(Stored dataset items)

■ ■ ■ ■ ■

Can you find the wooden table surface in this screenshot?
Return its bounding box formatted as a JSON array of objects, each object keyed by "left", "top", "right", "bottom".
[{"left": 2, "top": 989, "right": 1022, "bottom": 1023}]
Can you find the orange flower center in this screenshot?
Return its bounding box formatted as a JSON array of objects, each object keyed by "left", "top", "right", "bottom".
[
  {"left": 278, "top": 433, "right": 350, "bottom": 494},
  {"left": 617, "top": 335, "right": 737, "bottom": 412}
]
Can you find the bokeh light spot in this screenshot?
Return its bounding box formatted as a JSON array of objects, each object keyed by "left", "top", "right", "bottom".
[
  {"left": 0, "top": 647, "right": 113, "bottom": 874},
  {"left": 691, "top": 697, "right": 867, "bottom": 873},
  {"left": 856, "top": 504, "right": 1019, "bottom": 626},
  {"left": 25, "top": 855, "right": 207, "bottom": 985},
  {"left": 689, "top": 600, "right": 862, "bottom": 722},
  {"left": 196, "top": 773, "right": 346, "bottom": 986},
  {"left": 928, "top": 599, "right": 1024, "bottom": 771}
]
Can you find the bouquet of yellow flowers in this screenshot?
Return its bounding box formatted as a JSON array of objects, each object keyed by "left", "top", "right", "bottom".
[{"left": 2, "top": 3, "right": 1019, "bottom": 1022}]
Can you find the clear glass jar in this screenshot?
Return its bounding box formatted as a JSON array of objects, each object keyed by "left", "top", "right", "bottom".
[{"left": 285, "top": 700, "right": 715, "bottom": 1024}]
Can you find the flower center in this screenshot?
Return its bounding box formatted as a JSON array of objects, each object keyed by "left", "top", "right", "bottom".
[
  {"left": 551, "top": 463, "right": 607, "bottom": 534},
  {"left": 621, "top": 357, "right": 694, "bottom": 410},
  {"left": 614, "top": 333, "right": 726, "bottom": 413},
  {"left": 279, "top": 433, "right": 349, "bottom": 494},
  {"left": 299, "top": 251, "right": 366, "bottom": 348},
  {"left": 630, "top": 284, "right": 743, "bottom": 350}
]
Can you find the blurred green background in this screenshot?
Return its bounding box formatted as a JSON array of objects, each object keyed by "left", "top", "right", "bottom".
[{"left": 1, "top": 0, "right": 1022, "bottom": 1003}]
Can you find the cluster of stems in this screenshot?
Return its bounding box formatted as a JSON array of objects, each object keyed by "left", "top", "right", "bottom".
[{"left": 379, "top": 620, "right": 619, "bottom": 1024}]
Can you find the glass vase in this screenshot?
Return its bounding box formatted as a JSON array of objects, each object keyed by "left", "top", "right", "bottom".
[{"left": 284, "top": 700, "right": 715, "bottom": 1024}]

■ ■ ■ ■ ■

> [Task instructions]: Copy out every record exactly; leave nothing out.

> [Exercise answer]:
Can you find the wooden table surface in this screenshot?
Return its bounding box formatted as a JSON array of objects, each object keyed by "left", "top", "right", "bottom".
[{"left": 2, "top": 989, "right": 1022, "bottom": 1023}]
Can you find the orange flower center in this screenshot?
Return its bounding box formatted as a JSON array of objects, each object keyed by "left", "top", "right", "bottom".
[
  {"left": 278, "top": 433, "right": 350, "bottom": 494},
  {"left": 617, "top": 335, "right": 737, "bottom": 412}
]
Can you find the bokeh light spot in this screenshot?
Return its bounding box formatted as a JSON array of objects, each object keyed by "left", "top", "right", "bottom".
[
  {"left": 0, "top": 647, "right": 113, "bottom": 874},
  {"left": 691, "top": 697, "right": 867, "bottom": 873},
  {"left": 856, "top": 504, "right": 1019, "bottom": 626},
  {"left": 25, "top": 855, "right": 207, "bottom": 985},
  {"left": 689, "top": 600, "right": 862, "bottom": 722},
  {"left": 196, "top": 773, "right": 346, "bottom": 986},
  {"left": 928, "top": 599, "right": 1024, "bottom": 771}
]
Can you find the bouquet of yellow flowers in this screenshot?
Return its bounding box formatted as a JSON array of objects, each object keyed by "left", "top", "right", "bottom".
[{"left": 2, "top": 3, "right": 1019, "bottom": 1022}]
Can you find the clear glass jar in this screenshot?
Return its bounding box formatted as a JSON array of objects, each object keyed by "left", "top", "right", "bottom".
[{"left": 285, "top": 700, "right": 715, "bottom": 1024}]
Can you find the flower center in this screenshot?
Return its bounding box formatted as a JSON array of objects, each object keyed by "left", "top", "right", "bottom".
[
  {"left": 551, "top": 463, "right": 607, "bottom": 534},
  {"left": 621, "top": 357, "right": 694, "bottom": 410},
  {"left": 614, "top": 333, "right": 726, "bottom": 413},
  {"left": 279, "top": 433, "right": 349, "bottom": 494},
  {"left": 299, "top": 251, "right": 366, "bottom": 348},
  {"left": 630, "top": 284, "right": 743, "bottom": 350}
]
Can you find the blurred green background in this screenshot?
Return its bounding box formatted as a JSON array of objects, each object keyed by "left", "top", "right", "bottom".
[{"left": 1, "top": 0, "right": 1022, "bottom": 1003}]
Can you find the cluster of stems in this screenshot?
Return its bounding box formatted as a JSON array of objects, each object keyed by "left", "top", "right", "bottom".
[{"left": 379, "top": 620, "right": 619, "bottom": 1024}]
Can you find the glass vase in this screenshot?
Return its bounding box formatted as a JSON array of objects, each object keyed by "left", "top", "right", "bottom".
[{"left": 284, "top": 700, "right": 715, "bottom": 1024}]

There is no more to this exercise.